> [SUPPLIED DATA]
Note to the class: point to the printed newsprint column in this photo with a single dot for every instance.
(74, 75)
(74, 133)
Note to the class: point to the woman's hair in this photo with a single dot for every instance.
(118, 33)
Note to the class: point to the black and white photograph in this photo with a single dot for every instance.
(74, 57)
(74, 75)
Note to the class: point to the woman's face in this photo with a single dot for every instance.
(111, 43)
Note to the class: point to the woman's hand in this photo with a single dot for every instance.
==
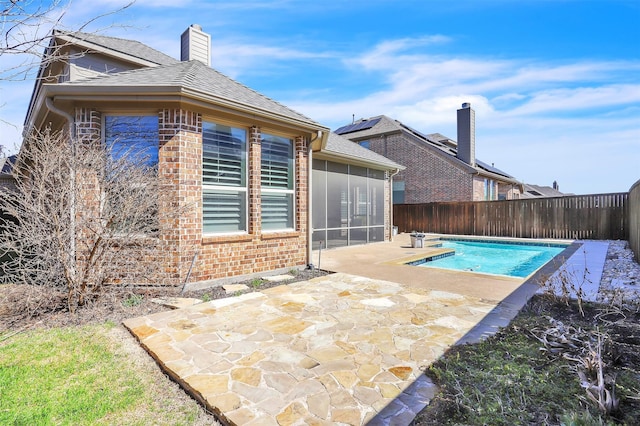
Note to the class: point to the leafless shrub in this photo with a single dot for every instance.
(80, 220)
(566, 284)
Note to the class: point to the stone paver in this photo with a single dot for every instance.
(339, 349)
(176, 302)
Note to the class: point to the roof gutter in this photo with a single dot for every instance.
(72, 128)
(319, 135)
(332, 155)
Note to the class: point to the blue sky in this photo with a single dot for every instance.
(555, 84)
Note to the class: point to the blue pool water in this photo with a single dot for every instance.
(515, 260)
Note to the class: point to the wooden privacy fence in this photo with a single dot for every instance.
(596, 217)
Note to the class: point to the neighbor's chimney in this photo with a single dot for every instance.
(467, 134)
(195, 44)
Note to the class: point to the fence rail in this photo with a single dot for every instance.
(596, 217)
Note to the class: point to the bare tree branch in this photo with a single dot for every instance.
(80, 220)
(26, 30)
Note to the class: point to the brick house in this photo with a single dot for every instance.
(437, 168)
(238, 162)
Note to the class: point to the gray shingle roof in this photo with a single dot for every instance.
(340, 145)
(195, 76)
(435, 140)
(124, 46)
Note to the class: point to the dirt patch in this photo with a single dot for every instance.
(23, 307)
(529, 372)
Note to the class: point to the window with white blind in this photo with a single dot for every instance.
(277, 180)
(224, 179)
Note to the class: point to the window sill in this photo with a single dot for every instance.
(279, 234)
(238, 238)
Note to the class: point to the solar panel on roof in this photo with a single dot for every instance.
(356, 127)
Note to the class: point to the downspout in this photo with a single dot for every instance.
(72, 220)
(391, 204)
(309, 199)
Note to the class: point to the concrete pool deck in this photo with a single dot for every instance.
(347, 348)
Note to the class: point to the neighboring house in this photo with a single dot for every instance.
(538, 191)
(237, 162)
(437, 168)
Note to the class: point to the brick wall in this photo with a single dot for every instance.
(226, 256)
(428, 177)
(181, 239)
--
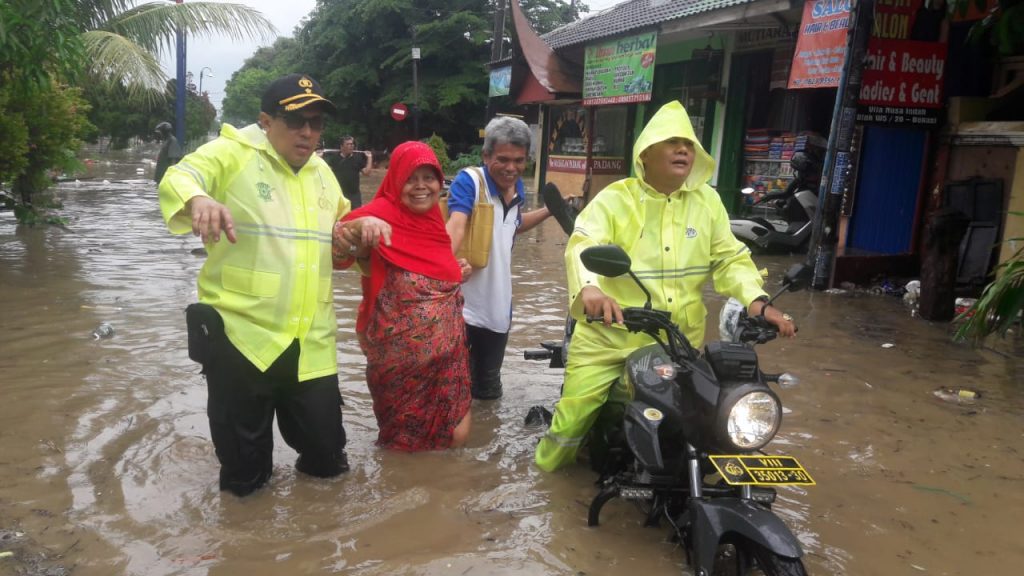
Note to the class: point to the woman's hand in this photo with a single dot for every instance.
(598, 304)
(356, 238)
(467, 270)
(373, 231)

> [GIVEN EXERCISE]
Return each line from the listing above that contains the word "house".

> [IN RESPONSE]
Note to the class: point to the brick house in this photo with a single dot for every instance.
Note to the class: point to the neighboring house in this photo with a single dot for every instance.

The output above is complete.